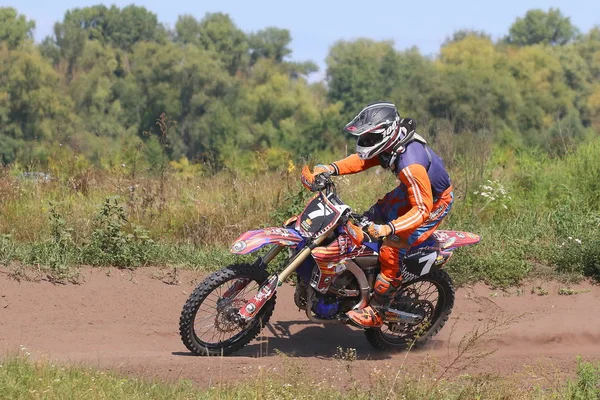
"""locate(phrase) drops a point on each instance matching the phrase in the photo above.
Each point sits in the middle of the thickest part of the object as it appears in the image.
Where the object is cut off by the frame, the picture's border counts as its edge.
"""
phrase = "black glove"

### Task prompt
The line with "Each point sits" marks where to start. Transcribe from there through the final line of the records, exactly and with nothing added.

### Task result
Each point sits in the middle of the thickest part of the object as it appears in the image.
Where the object is cut off by the frame, the picture's border counts as its edge.
"""
phrase = "black glove"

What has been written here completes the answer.